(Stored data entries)

- Opening Delimiter -

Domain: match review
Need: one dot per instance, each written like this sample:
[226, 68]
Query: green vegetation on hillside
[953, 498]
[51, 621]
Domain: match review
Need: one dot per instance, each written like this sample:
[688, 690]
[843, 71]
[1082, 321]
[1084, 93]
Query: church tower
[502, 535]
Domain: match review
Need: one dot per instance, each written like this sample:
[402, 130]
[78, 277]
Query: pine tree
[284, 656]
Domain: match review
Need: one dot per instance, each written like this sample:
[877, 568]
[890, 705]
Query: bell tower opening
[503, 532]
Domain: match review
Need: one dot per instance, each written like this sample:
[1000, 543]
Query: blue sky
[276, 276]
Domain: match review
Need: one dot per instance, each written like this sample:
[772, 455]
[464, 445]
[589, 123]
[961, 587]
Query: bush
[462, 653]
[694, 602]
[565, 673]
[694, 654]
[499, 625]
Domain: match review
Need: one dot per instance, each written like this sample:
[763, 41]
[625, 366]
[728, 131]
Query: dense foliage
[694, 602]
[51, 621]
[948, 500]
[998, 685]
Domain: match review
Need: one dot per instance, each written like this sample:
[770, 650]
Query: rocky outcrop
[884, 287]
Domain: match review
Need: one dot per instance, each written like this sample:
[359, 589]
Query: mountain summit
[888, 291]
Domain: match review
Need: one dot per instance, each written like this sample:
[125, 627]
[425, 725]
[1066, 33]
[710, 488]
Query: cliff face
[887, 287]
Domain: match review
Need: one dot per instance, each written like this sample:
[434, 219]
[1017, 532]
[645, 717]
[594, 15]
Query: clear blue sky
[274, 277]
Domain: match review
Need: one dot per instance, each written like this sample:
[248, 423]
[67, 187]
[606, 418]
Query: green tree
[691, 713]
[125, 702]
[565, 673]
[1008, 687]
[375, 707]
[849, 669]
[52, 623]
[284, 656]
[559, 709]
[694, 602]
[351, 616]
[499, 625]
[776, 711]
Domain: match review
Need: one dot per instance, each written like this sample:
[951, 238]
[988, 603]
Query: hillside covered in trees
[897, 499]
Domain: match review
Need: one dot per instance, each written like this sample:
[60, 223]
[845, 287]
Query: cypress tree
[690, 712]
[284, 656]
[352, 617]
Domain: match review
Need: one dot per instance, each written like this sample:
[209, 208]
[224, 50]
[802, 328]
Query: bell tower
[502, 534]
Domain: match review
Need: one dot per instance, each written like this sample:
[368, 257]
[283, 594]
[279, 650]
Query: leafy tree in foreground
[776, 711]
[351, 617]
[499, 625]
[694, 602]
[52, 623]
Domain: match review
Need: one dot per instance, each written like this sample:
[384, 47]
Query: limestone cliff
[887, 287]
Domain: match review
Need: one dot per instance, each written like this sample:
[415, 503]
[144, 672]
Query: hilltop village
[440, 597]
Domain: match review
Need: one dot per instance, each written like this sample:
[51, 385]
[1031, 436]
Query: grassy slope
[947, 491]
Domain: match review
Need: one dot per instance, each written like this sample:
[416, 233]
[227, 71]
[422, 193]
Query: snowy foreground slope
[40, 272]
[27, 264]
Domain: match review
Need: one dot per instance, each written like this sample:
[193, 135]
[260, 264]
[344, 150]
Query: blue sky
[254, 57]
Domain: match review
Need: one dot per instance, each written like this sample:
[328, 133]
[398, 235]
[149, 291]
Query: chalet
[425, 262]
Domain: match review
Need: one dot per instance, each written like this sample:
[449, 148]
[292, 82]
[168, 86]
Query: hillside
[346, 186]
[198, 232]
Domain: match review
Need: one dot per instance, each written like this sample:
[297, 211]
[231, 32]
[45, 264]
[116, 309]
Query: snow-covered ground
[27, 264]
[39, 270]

- Closing Delimiter -

**Exercise prompt**. An exact reproduction of all the records is needed.

**Written answer**.
Domain: match review
Need: one dot per instance, each written like this sample:
[226, 68]
Query: green vegetation on hillside
[953, 498]
[51, 621]
Domain: match review
Need: one dot per instance, each written like this sample:
[688, 690]
[843, 71]
[1082, 321]
[1084, 93]
Query: church tower
[502, 535]
Domain: match review
Need: one dot per instance, each written like this sample:
[402, 130]
[78, 277]
Query: pine tree
[284, 656]
Domain: match review
Need: one dot per instance, each written like this sample:
[877, 568]
[890, 705]
Query: bell tower opening
[503, 532]
Domain: match review
Need: one dot per instance, each written like this sample:
[1000, 543]
Query: blue sky
[276, 276]
Domain: match review
Need: one dot per instance, each written like this sample:
[772, 455]
[464, 445]
[589, 123]
[961, 587]
Query: bush
[462, 653]
[694, 602]
[565, 673]
[694, 654]
[499, 625]
Domain: match review
Need: one dot per instance, each written like this sample:
[763, 41]
[625, 366]
[728, 131]
Query: dense foliage
[694, 602]
[51, 621]
[948, 500]
[998, 685]
Domain: match review
Need: one dot per instance, each written like this sample:
[770, 650]
Query: rocky outcrop
[884, 287]
Domain: match review
Need: one dot per instance, each written like this sample:
[359, 589]
Query: mountain summit
[888, 291]
Domain: match review
Need: one dot per instance, each written like this sample:
[125, 627]
[425, 725]
[1066, 33]
[710, 488]
Query: cliff face
[887, 287]
Domain: match review
Need: one dot per instance, each written like this sample:
[434, 219]
[1017, 532]
[645, 717]
[594, 15]
Query: clear blue sky
[274, 277]
Domain: match review
Need: one dot per instance, each written like this sample:
[248, 423]
[67, 187]
[606, 418]
Query: green tree
[691, 713]
[125, 702]
[565, 673]
[1008, 687]
[375, 707]
[849, 669]
[52, 623]
[284, 656]
[559, 709]
[694, 602]
[351, 616]
[499, 625]
[776, 711]
Domain: match review
Need: one dot per instance, each written like this sample:
[951, 238]
[988, 603]
Query: hillside covered in trees
[897, 499]
Domain: match review
Need: one dot per instance, each written like this sample:
[60, 223]
[845, 287]
Query: cypress tree
[690, 712]
[284, 656]
[352, 617]
Domain: match review
Need: one dot per instance, each written like this sample:
[209, 208]
[224, 50]
[802, 328]
Query: bell tower
[502, 534]
Domain: match review
Need: one dot per instance, each written like this sample:
[368, 257]
[283, 594]
[279, 650]
Query: leafy tree in foreground
[776, 711]
[351, 617]
[499, 625]
[694, 602]
[52, 623]
Domain: match review
Need: one dot per instance, each written like this sample:
[384, 47]
Query: limestone cliff
[887, 287]
Domain: match review
Need: one dot per instance, each written like this sample:
[415, 503]
[144, 672]
Query: hilltop village
[440, 597]
Domain: match review
Need: one dot per instance, each written like this sample:
[51, 385]
[1031, 436]
Query: grassy slope
[947, 491]
Domain: match review
Need: one dot per instance, each written like this sample:
[416, 233]
[227, 71]
[422, 193]
Query: snowy foreground slope
[40, 272]
[27, 264]
Domain: match review
Need: one dot per instance, each written like this sample:
[193, 135]
[260, 264]
[344, 150]
Query: blue sky
[254, 57]
Domain: match review
Need: one dot per instance, each written like this sample:
[328, 133]
[398, 235]
[149, 291]
Query: chalet
[425, 262]
Domain: match review
Need: one dot per instance, each written like this sample:
[449, 148]
[292, 82]
[168, 86]
Query: hillside
[346, 186]
[198, 232]
Domain: match review
Need: one dot per instance, each written like this sample:
[297, 211]
[231, 32]
[45, 264]
[116, 309]
Query: snow-covered ground
[27, 264]
[39, 270]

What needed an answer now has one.